# Provided records
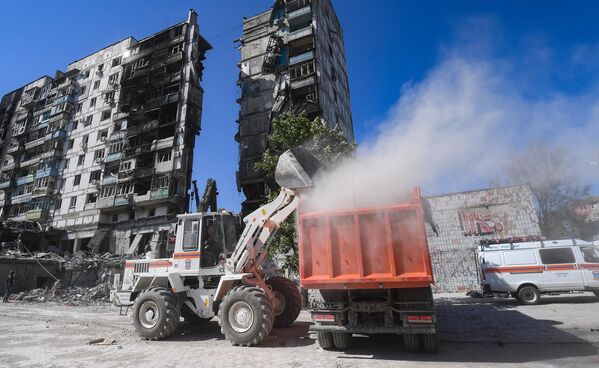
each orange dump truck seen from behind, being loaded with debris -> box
[298,189,438,352]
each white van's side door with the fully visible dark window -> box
[539,248,584,291]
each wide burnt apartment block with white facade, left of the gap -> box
[0,10,211,254]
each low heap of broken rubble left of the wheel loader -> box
[10,280,110,306]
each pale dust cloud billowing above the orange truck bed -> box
[303,54,599,211]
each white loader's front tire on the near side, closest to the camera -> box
[218,285,274,346]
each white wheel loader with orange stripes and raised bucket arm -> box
[113,148,319,346]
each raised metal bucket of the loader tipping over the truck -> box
[275,147,322,189]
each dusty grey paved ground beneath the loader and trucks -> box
[0,294,599,368]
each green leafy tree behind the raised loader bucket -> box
[255,114,356,272]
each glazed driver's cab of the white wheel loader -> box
[174,211,240,273]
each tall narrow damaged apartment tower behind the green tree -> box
[236,0,354,213]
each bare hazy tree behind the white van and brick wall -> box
[496,143,590,238]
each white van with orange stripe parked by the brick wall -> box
[478,239,599,304]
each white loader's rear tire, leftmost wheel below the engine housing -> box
[133,286,180,340]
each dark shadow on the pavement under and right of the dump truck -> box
[332,297,599,363]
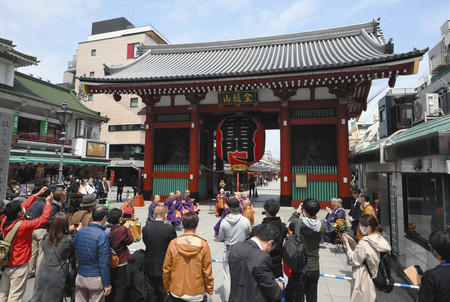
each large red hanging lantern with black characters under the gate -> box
[216,115,266,165]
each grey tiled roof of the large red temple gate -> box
[80,19,426,82]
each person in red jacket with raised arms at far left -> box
[0,187,53,302]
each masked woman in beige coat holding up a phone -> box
[341,214,391,302]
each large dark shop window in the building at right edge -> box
[403,175,450,247]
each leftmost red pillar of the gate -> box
[143,112,155,200]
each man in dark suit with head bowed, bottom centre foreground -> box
[228,224,283,302]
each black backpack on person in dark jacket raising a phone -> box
[282,219,307,273]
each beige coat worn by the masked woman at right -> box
[347,233,391,302]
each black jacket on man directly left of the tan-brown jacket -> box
[142,220,177,277]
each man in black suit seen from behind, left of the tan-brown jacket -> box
[142,206,177,302]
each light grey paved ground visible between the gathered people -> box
[24,182,414,302]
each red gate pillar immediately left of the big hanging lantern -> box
[189,105,200,201]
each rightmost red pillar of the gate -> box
[336,103,351,201]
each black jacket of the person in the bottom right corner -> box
[417,264,450,302]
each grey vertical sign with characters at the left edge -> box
[0,111,13,200]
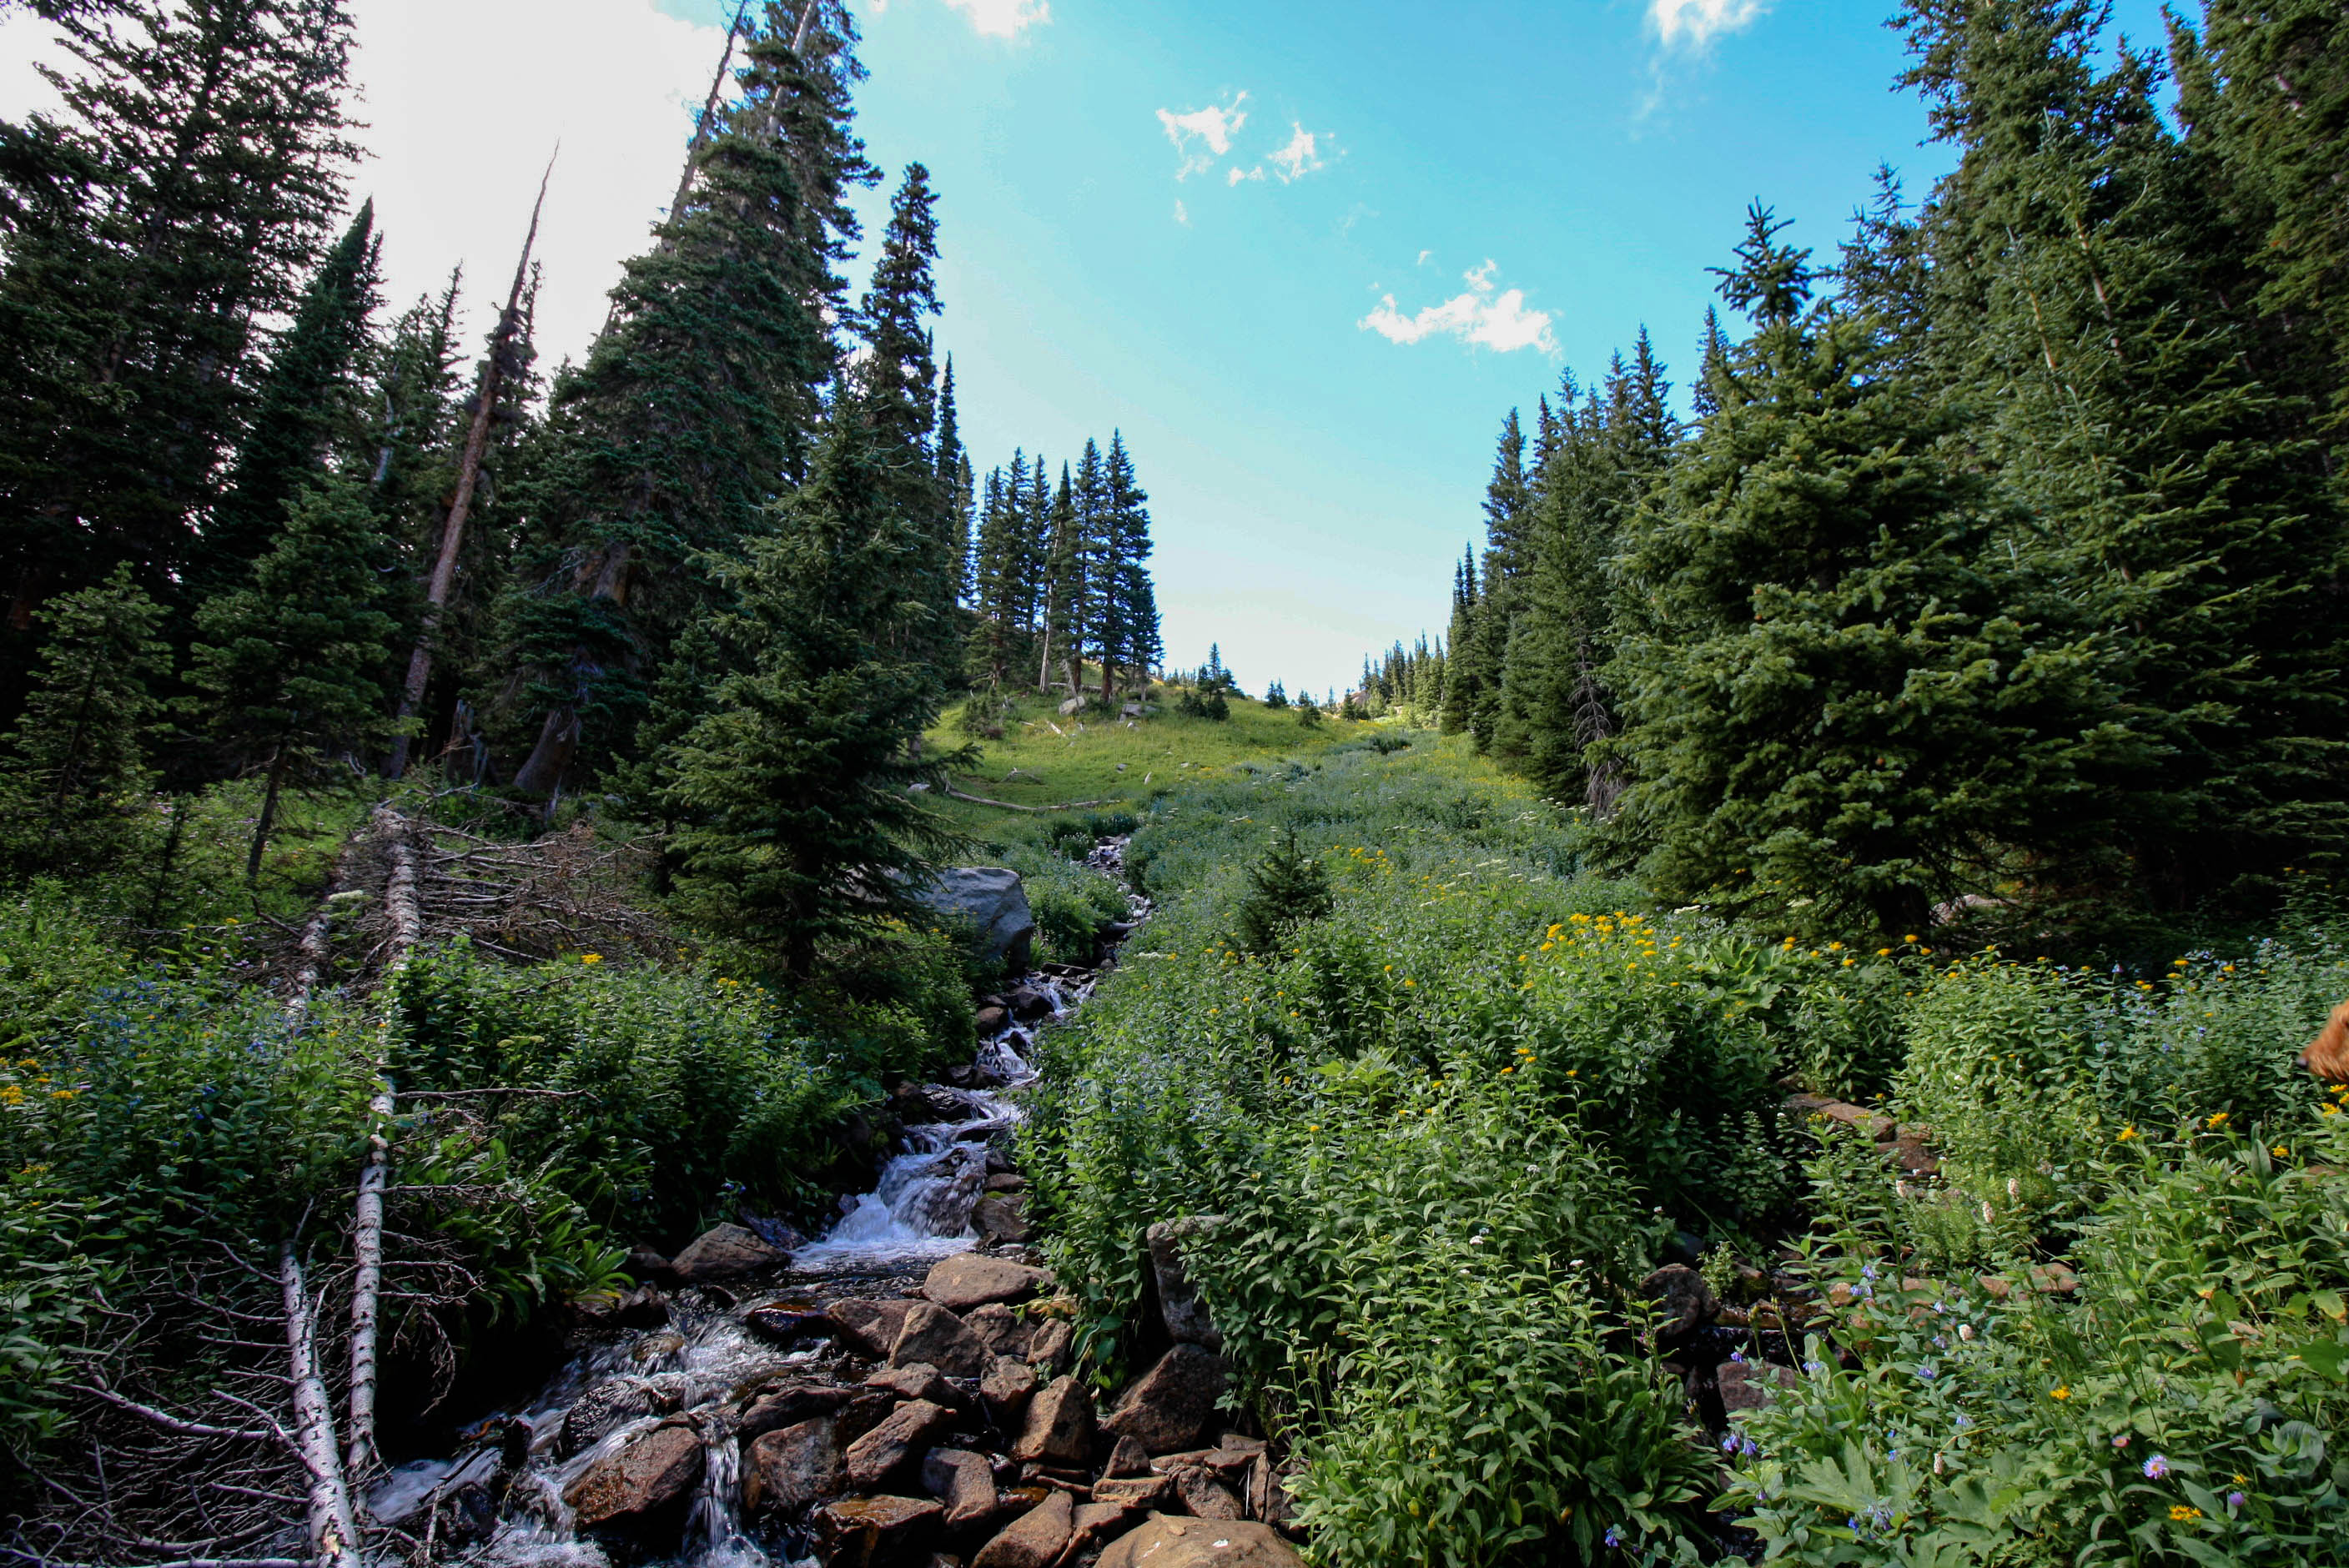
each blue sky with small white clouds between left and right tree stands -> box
[704,0,2159,690]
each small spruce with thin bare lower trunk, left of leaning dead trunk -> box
[181,476,397,882]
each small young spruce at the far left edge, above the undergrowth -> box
[0,563,172,876]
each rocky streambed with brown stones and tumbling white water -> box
[369,841,1299,1568]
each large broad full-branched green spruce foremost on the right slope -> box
[1609,207,2147,937]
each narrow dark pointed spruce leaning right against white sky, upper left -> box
[195,202,383,591]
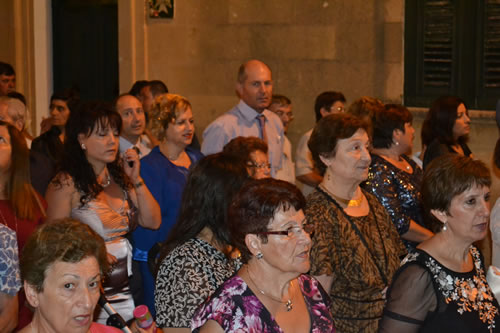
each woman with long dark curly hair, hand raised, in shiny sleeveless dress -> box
[46,103,161,321]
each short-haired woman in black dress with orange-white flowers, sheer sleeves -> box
[380,154,500,333]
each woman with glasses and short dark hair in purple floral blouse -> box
[191,178,335,333]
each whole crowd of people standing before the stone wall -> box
[0,56,500,333]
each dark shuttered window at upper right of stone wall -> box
[404,0,500,109]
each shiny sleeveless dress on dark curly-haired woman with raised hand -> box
[71,191,135,324]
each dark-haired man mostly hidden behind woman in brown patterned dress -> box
[295,91,345,196]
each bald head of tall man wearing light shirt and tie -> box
[236,60,273,113]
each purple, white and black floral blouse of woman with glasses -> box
[191,275,335,333]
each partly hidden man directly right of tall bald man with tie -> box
[269,95,295,184]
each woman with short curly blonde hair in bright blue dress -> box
[132,94,203,315]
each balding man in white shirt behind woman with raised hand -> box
[115,94,153,158]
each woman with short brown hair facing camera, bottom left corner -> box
[20,219,120,333]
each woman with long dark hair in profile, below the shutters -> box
[422,96,472,169]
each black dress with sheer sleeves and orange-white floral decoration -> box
[379,246,500,333]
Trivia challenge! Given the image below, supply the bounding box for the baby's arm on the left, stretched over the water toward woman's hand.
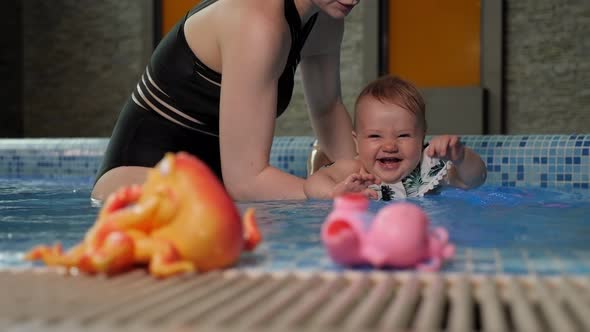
[303,160,377,199]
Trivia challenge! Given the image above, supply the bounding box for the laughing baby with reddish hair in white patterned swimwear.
[304,76,487,200]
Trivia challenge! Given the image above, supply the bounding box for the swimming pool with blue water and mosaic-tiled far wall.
[0,135,590,275]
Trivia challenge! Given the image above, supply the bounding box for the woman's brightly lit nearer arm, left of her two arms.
[219,7,305,200]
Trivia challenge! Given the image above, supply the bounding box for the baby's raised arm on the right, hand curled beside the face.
[426,135,487,189]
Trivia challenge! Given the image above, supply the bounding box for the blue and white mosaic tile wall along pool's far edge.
[0,135,590,189]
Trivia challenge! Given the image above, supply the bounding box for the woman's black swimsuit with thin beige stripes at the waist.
[96,0,317,184]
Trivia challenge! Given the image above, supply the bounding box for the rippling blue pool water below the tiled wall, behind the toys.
[0,179,590,275]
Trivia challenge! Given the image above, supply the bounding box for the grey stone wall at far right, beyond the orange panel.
[504,0,590,134]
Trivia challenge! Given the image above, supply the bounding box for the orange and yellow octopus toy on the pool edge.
[26,152,261,277]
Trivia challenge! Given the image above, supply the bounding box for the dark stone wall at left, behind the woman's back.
[17,0,152,137]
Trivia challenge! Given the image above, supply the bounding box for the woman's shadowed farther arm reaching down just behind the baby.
[300,13,355,160]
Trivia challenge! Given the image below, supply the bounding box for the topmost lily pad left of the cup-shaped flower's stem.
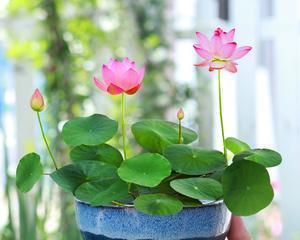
[62,114,118,146]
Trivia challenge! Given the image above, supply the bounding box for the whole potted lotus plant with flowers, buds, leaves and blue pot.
[16,28,281,240]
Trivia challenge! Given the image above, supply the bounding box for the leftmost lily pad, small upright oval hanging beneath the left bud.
[16,153,43,192]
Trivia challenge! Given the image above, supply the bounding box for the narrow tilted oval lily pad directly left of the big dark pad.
[170,178,223,200]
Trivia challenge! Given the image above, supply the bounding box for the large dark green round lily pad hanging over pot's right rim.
[222,161,274,216]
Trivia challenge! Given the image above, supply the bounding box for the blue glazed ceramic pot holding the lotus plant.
[76,201,231,240]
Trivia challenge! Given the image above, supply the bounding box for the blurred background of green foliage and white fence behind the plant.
[0,0,300,240]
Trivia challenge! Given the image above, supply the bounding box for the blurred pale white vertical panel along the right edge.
[273,0,300,239]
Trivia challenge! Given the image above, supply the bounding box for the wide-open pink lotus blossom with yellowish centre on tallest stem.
[194,28,252,73]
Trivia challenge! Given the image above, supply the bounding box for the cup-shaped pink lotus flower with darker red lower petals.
[94,58,145,95]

# What needs to be done
Apart from the pictures, return the records exactly.

# Response area
each orange dump truck seen from behind, being loaded with debris -> box
[298,189,438,352]
each white van's side door with the fully visible dark window -> box
[539,248,584,291]
each wide burnt apartment block with white facade, left of the gap -> box
[0,10,211,254]
each low heap of broken rubble left of the wheel loader -> box
[10,280,110,306]
each pale dust cloud billowing above the orange truck bed -> box
[303,54,599,211]
each white loader's front tire on the near side, closest to the camera -> box
[218,285,274,346]
each white wheel loader with orange stripes and raised bucket arm -> box
[113,148,319,346]
each raised metal bucket of the loader tipping over the truck -> box
[275,147,322,189]
each dusty grey paved ground beneath the loader and trucks -> box
[0,294,599,368]
each green leafy tree behind the raised loader bucket -> box
[255,114,356,272]
each glazed driver's cab of the white wheel loader -> box
[174,211,240,273]
each tall narrow damaged apartment tower behind the green tree -> box
[236,0,354,213]
each bare hazy tree behind the white van and brick wall -> box
[496,143,590,238]
each white van with orange stripe parked by the brick wall -> box
[478,239,599,304]
each white loader's rear tire, leftmost wheel below the engine housing -> box
[133,286,180,340]
each dark shadow on the pavement under and right of the dump truck -> box
[332,297,599,363]
each large red hanging lantern with black characters under the gate -> box
[216,115,266,165]
each grey tiled roof of the large red temple gate -> box
[80,19,426,82]
each person in red jacket with raised arms at far left -> box
[0,187,53,302]
each masked woman in beige coat holding up a phone -> box
[341,214,391,302]
each large dark shop window in the building at right edge -> box
[403,175,450,247]
each leftmost red pillar of the gate -> box
[143,112,155,200]
each man in dark suit with head bowed, bottom centre foreground -> box
[228,224,283,302]
each black backpack on person in dark jacket raising a phone -> box
[282,219,307,273]
each beige coat worn by the masked woman at right -> box
[347,233,391,302]
each black jacket on man directly left of the tan-brown jacket -> box
[142,220,177,277]
each man in black suit seen from behind, left of the tan-brown jacket -> box
[142,206,177,302]
each light grey paved ground visible between the gathered people -> box
[24,182,414,302]
each red gate pillar immediately left of the big hanging lantern -> box
[189,105,200,201]
each rightmost red pillar of the gate -> box
[336,103,351,201]
each black jacket of the person in the bottom right corner -> box
[417,264,450,302]
each grey vertical sign with characters at the left edge -> box
[0,111,13,200]
each blue sky with small white clouds between left and right tree stands -> box
[704,0,2159,690]
each small spruce with thin bare lower trunk, left of leaning dead trunk -> box
[181,476,397,882]
each small young spruce at the far left edge, above the undergrowth -> box
[0,563,172,876]
each rocky streambed with brown stones and tumbling white water -> box
[369,841,1299,1568]
each large broad full-branched green spruce foremost on the right slope -> box
[1609,207,2147,937]
each narrow dark pointed spruce leaning right against white sky, upper left -> box
[195,202,383,591]
each woman with long dark curly hair, hand raised, in shiny sleeveless dress -> box
[46,103,161,321]
each short-haired woman in black dress with orange-white flowers, sheer sleeves -> box
[380,154,500,333]
each woman with glasses and short dark hair in purple floral blouse -> box
[191,178,335,333]
each whole crowd of people standing before the stone wall -> box
[0,56,500,333]
each dark shuttered window at upper right of stone wall -> box
[404,0,500,109]
each shiny sleeveless dress on dark curly-haired woman with raised hand -> box
[71,191,135,324]
each dark-haired man mostly hidden behind woman in brown patterned dress -> box
[295,91,345,196]
each bald head of tall man wearing light shirt and tie -> box
[236,60,273,113]
each purple, white and black floral blouse of woman with glasses -> box
[191,275,335,333]
each partly hidden man directly right of tall bald man with tie -> box
[269,95,295,184]
each woman with short curly blonde hair in bright blue dress -> box
[132,94,203,315]
each balding man in white shirt behind woman with raised hand -> box
[115,94,153,158]
each woman with short brown hair facing camera, bottom left corner -> box
[20,219,120,333]
each woman with long dark hair in profile, below the shutters -> box
[422,96,472,169]
each black dress with sheer sleeves and orange-white floral decoration -> box
[379,246,500,333]
Trivia challenge! Given the image below, supply the bounding box for the baby's arm on the left, stretched over the water toward woman's hand.
[303,160,377,199]
Trivia challenge! Given the image above, supply the bounding box for the laughing baby with reddish hair in white patterned swimwear.
[304,76,487,200]
Trivia challenge! Given the image above, supply the bounding box for the swimming pool with blue water and mosaic-tiled far wall.
[0,135,590,275]
Trivia challenge! Given the image above, supply the bounding box for the woman's brightly lit nearer arm, left of her two arms.
[219,7,305,200]
Trivia challenge! Given the image above, supply the bounding box for the baby's raised arm on the right, hand curled beside the face.
[426,135,487,189]
Trivia challenge! Given the image above, supply the bounding box for the blue and white mosaic tile wall along pool's far edge.
[0,135,590,189]
Trivia challenge! Given the image above, supply the bounding box for the woman's black swimsuit with thin beige stripes at the waist.
[96,0,317,184]
Trivia challenge! Given the image above, supply the bounding box for the rippling blue pool water below the tiled wall, behind the toys.
[0,179,590,275]
Trivia challenge! Given the image above, supply the bounding box for the grey stone wall at far right, beyond the orange panel.
[504,0,590,134]
Trivia challenge! Given the image above, supply the bounding box for the orange and yellow octopus toy on the pool edge.
[26,152,261,277]
Trivia challenge! Given the image above, supply the bounding box for the dark stone wall at left, behind the woman's back.
[17,0,152,137]
Trivia challenge! Given the image above, supply the bounding box for the woman's shadowed farther arm reaching down just behind the baby.
[300,13,355,160]
Trivia challenge! Given the image below, supply the bounding box for the topmost lily pad left of the cup-shaped flower's stem.
[62,114,118,146]
Trivia challenge! Given the image above, supply the bounding box for the whole potted lotus plant with flowers, buds, leaves and blue pot.
[16,28,281,240]
Trivia challenge! Given the image above, supply the bounding box for the leftmost lily pad, small upright oval hanging beneath the left bud.
[16,153,43,192]
Trivia challenge! Given the image above, supply the bounding box for the narrow tilted oval lily pad directly left of the big dark pad.
[170,178,223,200]
Trivia challenge! Given the image above, supply the bounding box for the large dark green round lily pad hanging over pot's right rim.
[222,161,274,216]
Trivia challenge! Given the image above, supply the bounding box for the blue glazed ceramic pot holding the lotus plant.
[76,201,231,240]
Trivia challenge! Given the image above, supply the bounding box for the blurred background of green foliage and white fence behind the plant.
[0,0,300,240]
Trivia challenge! Given the image above, supply the bounding box for the blurred pale white vertical panel along the right edge.
[273,0,300,239]
Trivia challenge! Given the image above, supply the bounding box for the wide-open pink lotus blossom with yellowish centre on tallest stem.
[194,28,252,73]
Trivia challenge! Given the image above, supply the bounding box for the cup-shaped pink lotus flower with darker red lower petals.
[94,58,145,95]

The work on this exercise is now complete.